=== Given data ===
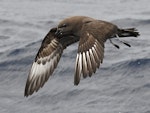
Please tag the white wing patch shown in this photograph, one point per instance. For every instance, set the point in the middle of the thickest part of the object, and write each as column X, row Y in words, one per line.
column 43, row 68
column 88, row 61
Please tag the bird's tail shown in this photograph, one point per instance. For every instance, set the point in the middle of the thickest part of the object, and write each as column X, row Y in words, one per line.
column 128, row 32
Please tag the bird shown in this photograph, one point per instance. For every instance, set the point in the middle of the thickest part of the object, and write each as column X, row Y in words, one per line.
column 90, row 33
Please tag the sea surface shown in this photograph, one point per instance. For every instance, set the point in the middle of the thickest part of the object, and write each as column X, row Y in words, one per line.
column 121, row 85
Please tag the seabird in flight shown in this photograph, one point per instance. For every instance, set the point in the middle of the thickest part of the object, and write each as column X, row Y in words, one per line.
column 91, row 34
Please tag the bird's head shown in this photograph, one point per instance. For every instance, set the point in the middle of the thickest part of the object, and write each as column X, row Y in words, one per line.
column 70, row 27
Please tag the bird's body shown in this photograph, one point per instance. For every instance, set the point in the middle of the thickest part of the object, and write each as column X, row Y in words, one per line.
column 90, row 33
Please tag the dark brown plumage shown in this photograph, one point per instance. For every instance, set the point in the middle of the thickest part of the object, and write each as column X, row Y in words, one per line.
column 90, row 33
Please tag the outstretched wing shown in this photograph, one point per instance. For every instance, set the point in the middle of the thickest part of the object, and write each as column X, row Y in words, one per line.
column 90, row 55
column 45, row 62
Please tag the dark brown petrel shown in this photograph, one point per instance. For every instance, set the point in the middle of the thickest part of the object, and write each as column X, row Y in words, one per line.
column 91, row 34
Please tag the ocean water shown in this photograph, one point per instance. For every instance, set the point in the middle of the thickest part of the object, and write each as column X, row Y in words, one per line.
column 121, row 85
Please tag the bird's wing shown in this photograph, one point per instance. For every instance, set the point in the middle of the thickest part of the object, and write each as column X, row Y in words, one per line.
column 90, row 52
column 45, row 62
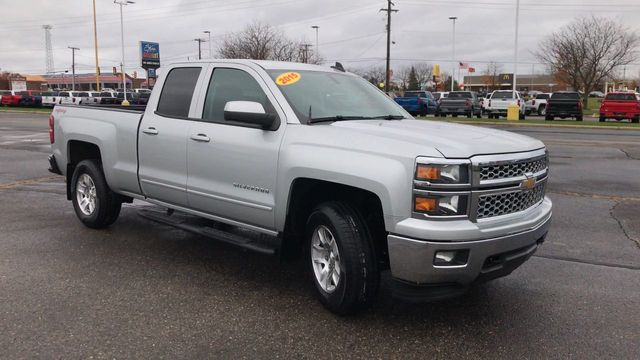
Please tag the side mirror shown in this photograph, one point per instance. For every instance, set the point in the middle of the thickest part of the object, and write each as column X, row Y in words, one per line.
column 249, row 112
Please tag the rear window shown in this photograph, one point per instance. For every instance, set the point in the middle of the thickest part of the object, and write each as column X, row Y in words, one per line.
column 570, row 96
column 415, row 94
column 501, row 95
column 460, row 95
column 177, row 91
column 619, row 97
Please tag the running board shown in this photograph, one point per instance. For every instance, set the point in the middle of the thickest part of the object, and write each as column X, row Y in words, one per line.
column 243, row 238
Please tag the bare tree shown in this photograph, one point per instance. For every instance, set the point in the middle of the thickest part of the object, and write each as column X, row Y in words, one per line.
column 586, row 52
column 490, row 75
column 260, row 42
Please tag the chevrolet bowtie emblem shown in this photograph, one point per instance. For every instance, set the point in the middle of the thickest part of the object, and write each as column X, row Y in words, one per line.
column 529, row 182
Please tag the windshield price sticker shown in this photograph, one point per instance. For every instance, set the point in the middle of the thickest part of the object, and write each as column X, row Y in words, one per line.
column 288, row 78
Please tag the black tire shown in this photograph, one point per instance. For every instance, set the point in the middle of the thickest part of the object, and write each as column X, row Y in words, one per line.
column 359, row 280
column 107, row 203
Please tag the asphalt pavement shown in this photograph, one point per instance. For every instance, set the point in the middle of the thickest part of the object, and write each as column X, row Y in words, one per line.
column 143, row 290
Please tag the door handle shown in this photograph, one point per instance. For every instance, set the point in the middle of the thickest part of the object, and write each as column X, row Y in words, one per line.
column 200, row 138
column 150, row 131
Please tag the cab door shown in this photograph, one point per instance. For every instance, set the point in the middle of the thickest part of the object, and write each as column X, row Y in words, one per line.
column 162, row 138
column 233, row 166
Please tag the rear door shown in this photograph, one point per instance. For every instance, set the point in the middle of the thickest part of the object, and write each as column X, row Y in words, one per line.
column 232, row 166
column 162, row 138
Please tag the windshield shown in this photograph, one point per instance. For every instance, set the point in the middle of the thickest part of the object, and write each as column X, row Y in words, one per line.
column 502, row 95
column 574, row 96
column 330, row 95
column 460, row 95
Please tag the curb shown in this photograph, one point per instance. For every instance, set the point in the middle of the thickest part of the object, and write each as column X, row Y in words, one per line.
column 516, row 124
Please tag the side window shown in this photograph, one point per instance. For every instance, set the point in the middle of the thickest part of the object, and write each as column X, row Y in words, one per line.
column 231, row 85
column 177, row 91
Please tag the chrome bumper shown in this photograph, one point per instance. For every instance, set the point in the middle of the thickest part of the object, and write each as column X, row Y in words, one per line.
column 412, row 260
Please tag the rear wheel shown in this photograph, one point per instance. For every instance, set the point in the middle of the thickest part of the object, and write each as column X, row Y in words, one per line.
column 94, row 203
column 341, row 258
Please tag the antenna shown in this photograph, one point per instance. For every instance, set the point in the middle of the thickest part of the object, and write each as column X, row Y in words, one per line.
column 48, row 48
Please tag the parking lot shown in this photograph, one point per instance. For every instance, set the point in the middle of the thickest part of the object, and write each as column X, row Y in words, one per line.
column 140, row 289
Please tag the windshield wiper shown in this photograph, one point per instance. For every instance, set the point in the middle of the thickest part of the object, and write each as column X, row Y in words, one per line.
column 387, row 117
column 335, row 118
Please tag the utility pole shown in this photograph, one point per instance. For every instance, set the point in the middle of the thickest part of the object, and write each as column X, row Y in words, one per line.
column 305, row 53
column 317, row 48
column 209, row 33
column 73, row 67
column 453, row 56
column 95, row 45
column 200, row 41
column 515, row 50
column 125, row 102
column 388, row 10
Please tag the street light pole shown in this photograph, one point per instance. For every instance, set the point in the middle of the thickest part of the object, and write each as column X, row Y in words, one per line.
column 73, row 67
column 515, row 50
column 124, row 79
column 209, row 33
column 453, row 44
column 317, row 49
column 95, row 44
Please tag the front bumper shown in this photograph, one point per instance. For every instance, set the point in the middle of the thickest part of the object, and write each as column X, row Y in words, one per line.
column 412, row 259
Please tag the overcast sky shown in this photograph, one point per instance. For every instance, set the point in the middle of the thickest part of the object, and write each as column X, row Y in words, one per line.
column 351, row 31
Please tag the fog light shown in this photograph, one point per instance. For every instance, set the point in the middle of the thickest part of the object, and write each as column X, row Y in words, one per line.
column 451, row 258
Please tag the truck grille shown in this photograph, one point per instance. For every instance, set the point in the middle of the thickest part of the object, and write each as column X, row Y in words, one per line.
column 513, row 169
column 509, row 202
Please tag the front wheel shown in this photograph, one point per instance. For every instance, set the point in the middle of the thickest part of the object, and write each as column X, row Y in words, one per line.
column 341, row 258
column 94, row 203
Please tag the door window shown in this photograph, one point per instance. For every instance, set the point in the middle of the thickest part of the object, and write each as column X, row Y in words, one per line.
column 231, row 85
column 177, row 92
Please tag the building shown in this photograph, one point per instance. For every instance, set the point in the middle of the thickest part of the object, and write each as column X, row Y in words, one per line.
column 525, row 83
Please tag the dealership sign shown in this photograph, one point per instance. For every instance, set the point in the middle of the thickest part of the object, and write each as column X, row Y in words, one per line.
column 149, row 55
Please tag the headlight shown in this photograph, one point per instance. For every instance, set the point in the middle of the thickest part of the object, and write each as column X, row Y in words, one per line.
column 443, row 173
column 441, row 204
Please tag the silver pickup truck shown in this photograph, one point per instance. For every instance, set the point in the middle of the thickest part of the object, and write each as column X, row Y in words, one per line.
column 302, row 160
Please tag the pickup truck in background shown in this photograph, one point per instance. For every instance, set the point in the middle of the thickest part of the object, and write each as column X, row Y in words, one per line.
column 499, row 102
column 538, row 104
column 460, row 103
column 297, row 160
column 564, row 104
column 619, row 106
column 417, row 102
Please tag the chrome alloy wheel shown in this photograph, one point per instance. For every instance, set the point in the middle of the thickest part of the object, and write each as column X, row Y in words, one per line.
column 86, row 194
column 325, row 259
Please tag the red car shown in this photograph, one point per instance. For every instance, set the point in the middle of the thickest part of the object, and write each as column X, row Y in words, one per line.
column 620, row 105
column 9, row 97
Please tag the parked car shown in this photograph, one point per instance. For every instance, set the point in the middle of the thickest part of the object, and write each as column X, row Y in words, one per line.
column 297, row 159
column 619, row 106
column 30, row 98
column 500, row 101
column 417, row 102
column 564, row 104
column 70, row 97
column 440, row 95
column 460, row 103
column 10, row 98
column 50, row 98
column 108, row 97
column 538, row 104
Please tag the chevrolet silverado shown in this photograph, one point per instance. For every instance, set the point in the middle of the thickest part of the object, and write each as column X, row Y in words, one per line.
column 303, row 160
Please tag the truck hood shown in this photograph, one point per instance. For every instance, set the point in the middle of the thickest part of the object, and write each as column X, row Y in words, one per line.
column 451, row 140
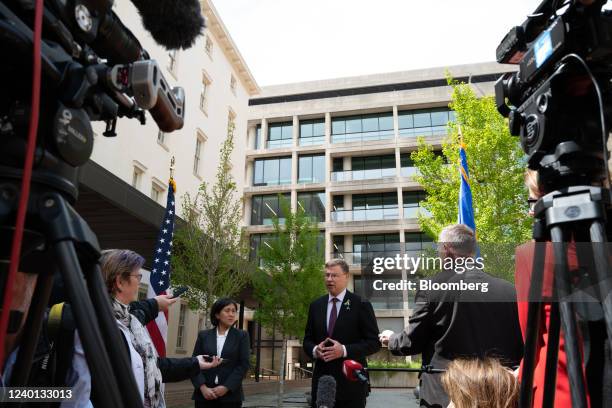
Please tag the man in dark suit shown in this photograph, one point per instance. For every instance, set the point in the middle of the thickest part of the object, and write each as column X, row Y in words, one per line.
column 347, row 324
column 447, row 324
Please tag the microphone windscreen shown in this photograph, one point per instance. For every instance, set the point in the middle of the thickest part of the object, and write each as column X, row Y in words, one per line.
column 326, row 392
column 173, row 24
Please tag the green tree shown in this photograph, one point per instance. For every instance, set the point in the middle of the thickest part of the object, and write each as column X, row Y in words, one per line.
column 289, row 278
column 210, row 248
column 496, row 165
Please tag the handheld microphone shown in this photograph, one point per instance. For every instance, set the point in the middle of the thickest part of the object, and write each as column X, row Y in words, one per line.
column 354, row 371
column 172, row 23
column 326, row 392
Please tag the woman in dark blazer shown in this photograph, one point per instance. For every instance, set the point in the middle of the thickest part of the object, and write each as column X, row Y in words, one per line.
column 222, row 386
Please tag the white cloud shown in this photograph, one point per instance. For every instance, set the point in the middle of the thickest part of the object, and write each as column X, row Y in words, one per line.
column 295, row 40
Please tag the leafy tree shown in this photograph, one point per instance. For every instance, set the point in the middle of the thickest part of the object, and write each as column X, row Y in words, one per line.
column 210, row 249
column 496, row 165
column 289, row 278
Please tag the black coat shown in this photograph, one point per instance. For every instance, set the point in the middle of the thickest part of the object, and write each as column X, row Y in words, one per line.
column 355, row 328
column 236, row 351
column 172, row 369
column 447, row 325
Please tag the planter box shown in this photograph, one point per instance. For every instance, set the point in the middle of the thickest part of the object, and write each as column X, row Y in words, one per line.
column 390, row 379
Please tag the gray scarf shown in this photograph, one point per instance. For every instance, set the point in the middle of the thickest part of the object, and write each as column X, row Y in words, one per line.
column 143, row 345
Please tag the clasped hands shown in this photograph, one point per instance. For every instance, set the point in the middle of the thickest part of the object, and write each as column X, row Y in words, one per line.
column 329, row 353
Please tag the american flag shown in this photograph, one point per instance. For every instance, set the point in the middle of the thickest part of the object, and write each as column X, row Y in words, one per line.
column 160, row 272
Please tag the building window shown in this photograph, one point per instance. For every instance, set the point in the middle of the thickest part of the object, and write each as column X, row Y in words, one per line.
column 272, row 171
column 311, row 169
column 280, row 135
column 173, row 61
column 208, row 44
column 312, row 132
column 362, row 128
column 180, row 335
column 206, row 81
column 233, row 84
column 265, row 207
column 412, row 204
column 258, row 137
column 425, row 122
column 313, row 204
column 136, row 177
column 197, row 156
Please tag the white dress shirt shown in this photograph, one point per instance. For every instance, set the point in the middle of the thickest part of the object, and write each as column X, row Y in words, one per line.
column 220, row 344
column 330, row 304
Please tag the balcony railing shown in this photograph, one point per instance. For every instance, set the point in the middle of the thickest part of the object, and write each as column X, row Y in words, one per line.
column 371, row 174
column 389, row 213
column 362, row 136
column 427, row 131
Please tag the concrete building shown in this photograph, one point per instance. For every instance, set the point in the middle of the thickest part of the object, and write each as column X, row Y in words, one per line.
column 341, row 148
column 123, row 187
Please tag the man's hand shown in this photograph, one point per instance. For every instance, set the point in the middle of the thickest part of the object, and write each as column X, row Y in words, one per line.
column 208, row 393
column 220, row 390
column 384, row 337
column 332, row 352
column 164, row 302
column 205, row 365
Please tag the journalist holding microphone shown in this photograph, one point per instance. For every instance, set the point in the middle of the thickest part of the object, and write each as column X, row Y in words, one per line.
column 121, row 271
column 222, row 386
column 341, row 326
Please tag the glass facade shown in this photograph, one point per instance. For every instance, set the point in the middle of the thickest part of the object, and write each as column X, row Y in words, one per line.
column 362, row 128
column 426, row 122
column 412, row 204
column 311, row 169
column 280, row 135
column 313, row 204
column 265, row 207
column 312, row 132
column 272, row 171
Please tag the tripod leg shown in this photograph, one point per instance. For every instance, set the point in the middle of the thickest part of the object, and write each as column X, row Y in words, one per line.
column 602, row 272
column 104, row 384
column 552, row 356
column 112, row 338
column 568, row 320
column 31, row 330
column 534, row 314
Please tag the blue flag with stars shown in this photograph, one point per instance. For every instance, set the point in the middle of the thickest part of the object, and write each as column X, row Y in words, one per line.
column 160, row 271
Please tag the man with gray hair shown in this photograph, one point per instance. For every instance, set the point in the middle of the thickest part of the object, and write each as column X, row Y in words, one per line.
column 450, row 323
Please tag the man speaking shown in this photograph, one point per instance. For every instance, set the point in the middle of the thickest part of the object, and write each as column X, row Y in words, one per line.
column 340, row 326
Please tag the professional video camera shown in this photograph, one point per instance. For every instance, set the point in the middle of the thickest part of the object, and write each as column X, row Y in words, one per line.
column 82, row 64
column 555, row 102
column 558, row 102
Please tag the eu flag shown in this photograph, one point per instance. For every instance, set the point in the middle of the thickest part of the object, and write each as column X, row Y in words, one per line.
column 466, row 210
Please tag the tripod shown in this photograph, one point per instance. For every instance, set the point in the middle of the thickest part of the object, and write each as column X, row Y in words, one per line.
column 563, row 215
column 71, row 250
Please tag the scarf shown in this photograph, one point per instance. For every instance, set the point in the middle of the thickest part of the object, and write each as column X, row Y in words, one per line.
column 140, row 339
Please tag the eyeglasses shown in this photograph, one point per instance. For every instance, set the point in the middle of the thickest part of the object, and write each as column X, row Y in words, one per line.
column 139, row 276
column 532, row 202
===
What you have to do: Reproduce, without changes, the lines above from the line containing "Please tag the eu" through the final line, including both ends.

Complete output:
Please tag the eu flag shown in this photograph, one point per instance. For every instance, set the point in the middle of the thickest part of the object, and write each as column X, row Y in words, one per line.
column 466, row 210
Please tag the tripod shown in this photograph, one point per instance. For every instance, set the point in the middle of the thickest part of the object, and write each as column X, row Y in words, one per line.
column 563, row 215
column 71, row 250
Please tag the scarf shown in this photograph, one point per instance. For every instance, set the point in the middle of the thickest part of the object, and write each as column X, row Y in words, one per line.
column 140, row 339
Please tag the eyeglasses shown in this photograph, one point per instance. For every instance, set the point in the middle of the thickest part of the object, and write each as column X, row Y in words, one per line.
column 139, row 276
column 532, row 202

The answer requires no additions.